◆ Exercise task a ◆
Collect every line of the records that contains the string "blurred", treating uppercase and lowercase letters as different.

◆ Supplied passage ◆
Clemente Domínguez y Gómez (23 May 1946 – 22 March 2005) was a self-proclaimed successor of Pope Paul VI and was recognised as Pope Gregory XVII by supporters of the Palmarian Christian Church schismatic breakaway movement in 1978. His claim was not taken seriously by mainstream Catholics, the vast majority of whom were unaware of his existence.

Domínguez was canonised on 24 March 2005 by his successor, Manuel Corral (who took the papal name "Peter II") and has subsequently been referred to by adherents of his church as "Pope Saint Gregory XVII the Very Great".

Palmar de Troya 

Clemente Domínguez y Gómez was born in Seville, Spain.

He became closely associated with the Palmar de Troya movement, which had its origins in an alleged apparition of the Blessed Virgin Mary, under the title of Our Lady of Palmar, on 30 March 1968 in El Palmar de Troya, a little village near Utrera in the Province of Seville. He claimed to have experienced visions of the Virgin Mary from 30 September 1969. He claimed that the Virgin in her messages condemned heresy and what was called progressivism, namely the reform of the Catholic Church underway as a result of Vatican II. His followers claimed he possessed the stigmata, the wounds of Jesus after crucifixion, on his hands. However, the Catholic Church cast doubts on the legitimacy of the alleged visions and apparitions.

Clemente Domínguez' claim to be the Pope of the Catholic Church remains unaccepted by Catholics, who accepted Pope John Paul I (1978) and Pope John Paul II (1978–2005) as the true successors of Pope Paul VI.

Controversially ordained 

In December 1975, Clemente Domínguez founded his own religious order, The Carmelites of the Holy Face, allegedly upon instructions from the Blessed Virgin Mary in an apparition.

Domínguez, who assumed the name Fr. Ferdinand, was ordained bishop by Roman Catholic Archbishop Pierre Martin Ngô Đình Thục in January 1976.

◆ Exercise task b ◆
Give back the entire passage on Clemente Domínguez y Gómez word for word.

◆ Supplied material ◆
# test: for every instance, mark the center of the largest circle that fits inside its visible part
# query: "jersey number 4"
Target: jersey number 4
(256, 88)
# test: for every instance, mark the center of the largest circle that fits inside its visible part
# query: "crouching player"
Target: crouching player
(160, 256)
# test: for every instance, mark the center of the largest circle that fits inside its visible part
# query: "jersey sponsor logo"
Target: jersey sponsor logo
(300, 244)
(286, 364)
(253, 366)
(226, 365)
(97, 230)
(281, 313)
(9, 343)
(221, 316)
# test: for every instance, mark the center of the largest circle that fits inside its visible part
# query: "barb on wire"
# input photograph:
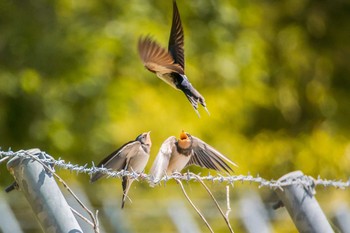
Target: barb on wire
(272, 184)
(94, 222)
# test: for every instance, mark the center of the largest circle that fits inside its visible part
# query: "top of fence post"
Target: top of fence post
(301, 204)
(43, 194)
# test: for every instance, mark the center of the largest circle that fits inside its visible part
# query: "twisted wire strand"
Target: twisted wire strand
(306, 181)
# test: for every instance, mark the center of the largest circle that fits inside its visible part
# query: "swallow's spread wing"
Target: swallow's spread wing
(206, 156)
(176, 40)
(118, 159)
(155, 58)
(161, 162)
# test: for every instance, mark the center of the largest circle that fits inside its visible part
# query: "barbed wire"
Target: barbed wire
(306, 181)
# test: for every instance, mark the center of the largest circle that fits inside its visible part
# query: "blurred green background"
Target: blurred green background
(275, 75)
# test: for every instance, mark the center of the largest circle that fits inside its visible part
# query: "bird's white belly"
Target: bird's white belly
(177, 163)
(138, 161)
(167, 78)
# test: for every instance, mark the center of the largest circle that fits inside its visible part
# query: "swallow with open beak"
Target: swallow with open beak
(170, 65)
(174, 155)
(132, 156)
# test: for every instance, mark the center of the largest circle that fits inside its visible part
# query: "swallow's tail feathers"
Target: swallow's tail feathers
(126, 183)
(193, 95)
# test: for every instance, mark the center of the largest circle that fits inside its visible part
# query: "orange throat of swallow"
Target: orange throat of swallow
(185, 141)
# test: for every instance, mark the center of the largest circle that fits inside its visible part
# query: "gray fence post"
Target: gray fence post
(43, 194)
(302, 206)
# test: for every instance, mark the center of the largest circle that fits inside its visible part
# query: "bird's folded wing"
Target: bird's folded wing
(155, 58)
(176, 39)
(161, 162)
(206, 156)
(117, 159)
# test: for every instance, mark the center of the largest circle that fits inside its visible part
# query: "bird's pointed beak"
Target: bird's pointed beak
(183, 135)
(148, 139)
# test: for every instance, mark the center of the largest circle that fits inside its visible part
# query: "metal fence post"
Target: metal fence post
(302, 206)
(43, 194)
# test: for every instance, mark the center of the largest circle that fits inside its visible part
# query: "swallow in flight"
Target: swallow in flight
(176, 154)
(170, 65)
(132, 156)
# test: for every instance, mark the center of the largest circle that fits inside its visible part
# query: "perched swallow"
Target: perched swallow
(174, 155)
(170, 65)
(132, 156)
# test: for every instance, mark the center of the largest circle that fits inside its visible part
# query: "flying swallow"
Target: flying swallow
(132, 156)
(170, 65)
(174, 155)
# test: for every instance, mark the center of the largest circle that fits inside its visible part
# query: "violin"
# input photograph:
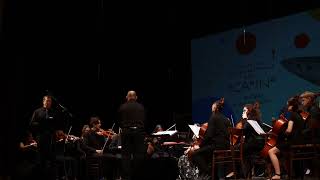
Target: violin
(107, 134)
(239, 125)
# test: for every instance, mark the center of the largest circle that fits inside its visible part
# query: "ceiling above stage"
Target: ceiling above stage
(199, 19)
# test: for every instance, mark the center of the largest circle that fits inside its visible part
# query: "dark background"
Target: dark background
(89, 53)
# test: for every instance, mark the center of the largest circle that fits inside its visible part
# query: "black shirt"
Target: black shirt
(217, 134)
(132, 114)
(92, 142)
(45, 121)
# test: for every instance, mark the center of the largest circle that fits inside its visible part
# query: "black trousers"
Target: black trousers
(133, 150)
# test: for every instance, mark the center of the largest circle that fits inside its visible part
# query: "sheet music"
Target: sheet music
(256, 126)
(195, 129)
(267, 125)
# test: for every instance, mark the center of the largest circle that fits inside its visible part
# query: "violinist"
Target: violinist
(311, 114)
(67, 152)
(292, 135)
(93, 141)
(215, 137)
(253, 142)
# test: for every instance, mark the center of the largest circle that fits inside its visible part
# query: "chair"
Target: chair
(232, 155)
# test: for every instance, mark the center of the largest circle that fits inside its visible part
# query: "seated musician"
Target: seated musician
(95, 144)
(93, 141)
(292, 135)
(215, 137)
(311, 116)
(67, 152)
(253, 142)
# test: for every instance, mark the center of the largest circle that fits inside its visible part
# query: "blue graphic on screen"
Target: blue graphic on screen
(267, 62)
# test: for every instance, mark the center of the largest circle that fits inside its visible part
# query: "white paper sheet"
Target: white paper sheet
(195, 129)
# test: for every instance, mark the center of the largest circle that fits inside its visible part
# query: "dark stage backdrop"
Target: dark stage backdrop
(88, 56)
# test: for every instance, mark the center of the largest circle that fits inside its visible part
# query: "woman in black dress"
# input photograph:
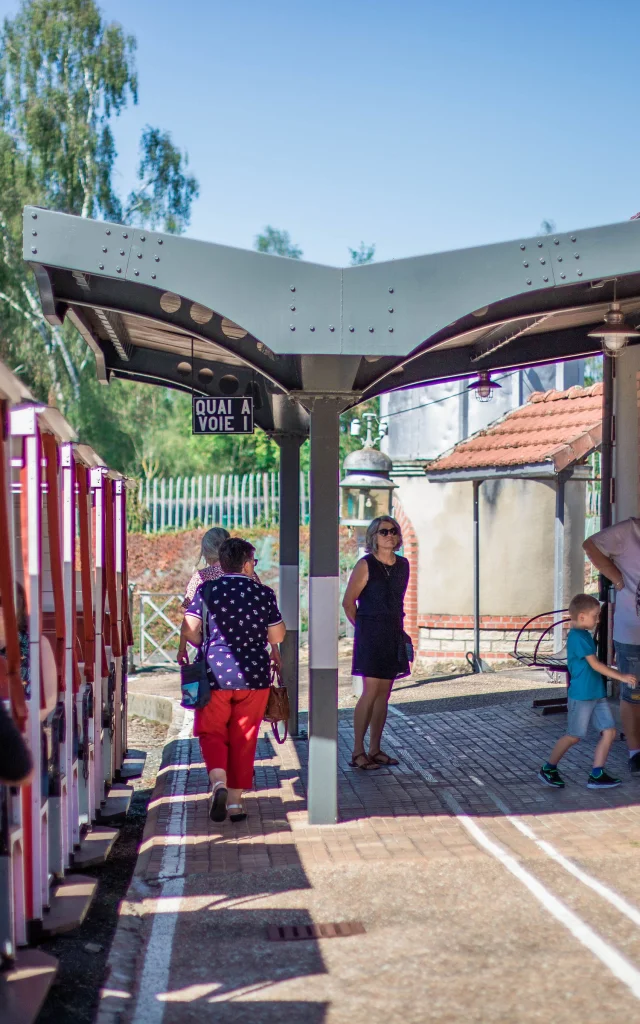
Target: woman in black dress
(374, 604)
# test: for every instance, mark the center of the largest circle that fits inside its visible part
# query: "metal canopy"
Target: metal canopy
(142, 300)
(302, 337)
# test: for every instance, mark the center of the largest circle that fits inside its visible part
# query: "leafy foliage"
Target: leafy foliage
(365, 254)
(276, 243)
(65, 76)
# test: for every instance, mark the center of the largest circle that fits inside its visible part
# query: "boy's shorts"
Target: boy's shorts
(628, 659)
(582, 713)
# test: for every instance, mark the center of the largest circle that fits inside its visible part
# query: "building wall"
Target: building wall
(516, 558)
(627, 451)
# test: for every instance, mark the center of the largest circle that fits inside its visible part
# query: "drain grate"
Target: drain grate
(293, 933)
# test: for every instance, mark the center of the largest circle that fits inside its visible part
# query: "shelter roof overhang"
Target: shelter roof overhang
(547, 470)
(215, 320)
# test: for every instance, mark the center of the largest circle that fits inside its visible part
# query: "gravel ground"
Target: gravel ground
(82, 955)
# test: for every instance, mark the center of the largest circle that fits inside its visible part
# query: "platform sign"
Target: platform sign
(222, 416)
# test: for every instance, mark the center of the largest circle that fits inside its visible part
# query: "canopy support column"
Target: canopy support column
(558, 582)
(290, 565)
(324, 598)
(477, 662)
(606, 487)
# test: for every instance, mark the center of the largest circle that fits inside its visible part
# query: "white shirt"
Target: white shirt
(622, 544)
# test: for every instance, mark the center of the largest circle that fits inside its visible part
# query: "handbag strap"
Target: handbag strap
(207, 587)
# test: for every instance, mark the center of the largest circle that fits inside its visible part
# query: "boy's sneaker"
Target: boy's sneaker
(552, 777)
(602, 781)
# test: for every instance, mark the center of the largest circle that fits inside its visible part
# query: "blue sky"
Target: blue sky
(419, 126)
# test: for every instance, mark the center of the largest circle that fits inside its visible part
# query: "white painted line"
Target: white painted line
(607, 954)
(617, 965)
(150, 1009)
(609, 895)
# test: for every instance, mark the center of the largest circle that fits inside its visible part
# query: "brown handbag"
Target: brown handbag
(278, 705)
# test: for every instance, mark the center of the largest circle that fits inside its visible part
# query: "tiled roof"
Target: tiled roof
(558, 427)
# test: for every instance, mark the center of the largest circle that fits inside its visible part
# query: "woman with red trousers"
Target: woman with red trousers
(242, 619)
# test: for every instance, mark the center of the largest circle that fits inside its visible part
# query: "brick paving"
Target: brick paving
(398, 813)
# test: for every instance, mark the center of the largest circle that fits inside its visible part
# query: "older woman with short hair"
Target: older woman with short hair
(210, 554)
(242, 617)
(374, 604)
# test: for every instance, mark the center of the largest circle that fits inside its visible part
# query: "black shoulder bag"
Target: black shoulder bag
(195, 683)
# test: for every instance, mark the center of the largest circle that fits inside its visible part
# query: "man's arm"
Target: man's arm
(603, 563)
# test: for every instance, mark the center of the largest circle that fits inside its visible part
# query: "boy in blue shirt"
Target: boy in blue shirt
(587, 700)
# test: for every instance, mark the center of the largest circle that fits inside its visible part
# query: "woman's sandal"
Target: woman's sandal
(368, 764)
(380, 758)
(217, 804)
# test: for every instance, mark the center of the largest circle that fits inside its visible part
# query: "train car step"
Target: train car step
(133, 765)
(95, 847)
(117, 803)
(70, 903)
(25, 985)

◆ Worked solution a ◆
# query: "blurred green background"
Target: blurred green background

◆ Worked solution b ◆
Clemente Domínguez y Gómez (23 May 1946 – 22 March 2005) was a self-proclaimed successor of Pope Paul VI and was recognised as Pope Gregory XVII by supporters of the Palmarian Christian Church schismatic breakaway movement in 1978. His claim was not taken seriously by mainstream Catholics, the vast majority of whom were unaware of his existence.

Domínguez was canonised on 24 March 2005 by his successor, Manuel Corral (who took the papal name "Peter II") and has subsequently been referred to by adherents of his church as "Pope Saint Gregory XVII the Very Great".

Palmar de Troya 

Clemente Domínguez y Gómez was born in Seville, Spain.

He became closely associated with the Palmar de Troya movement, which had its origins in an alleged apparition of the Blessed Virgin Mary, under the title of Our Lady of Palmar, on 30 March 1968 in El Palmar de Troya, a little village near Utrera in the Province of Seville. He claimed to have experienced visions of the Virgin Mary from 30 September 1969. He claimed that the Virgin in her messages condemned heresy and what was called progressivism, namely the reform of the Catholic Church underway as a result of Vatican II. His followers claimed he possessed the stigmata, the wounds of Jesus after crucifixion, on his hands. However, the Catholic Church cast doubts on the legitimacy of the alleged visions and apparitions.

Clemente Domínguez' claim to be the Pope of the Catholic Church remains unaccepted by Catholics, who accepted Pope John Paul I (1978) and Pope John Paul II (1978–2005) as the true successors of Pope Paul VI.

Controversially ordained 

In December 1975, Clemente Domínguez founded his own religious order, The Carmelites of the Holy Face, allegedly upon instructions from the Blessed Virgin Mary in an apparition.

Domínguez, who assumed the name Fr. Ferdinand, was ordained bishop by Roman Catholic Archbishop Pierre Martin Ngô Đình Thục in January 1976.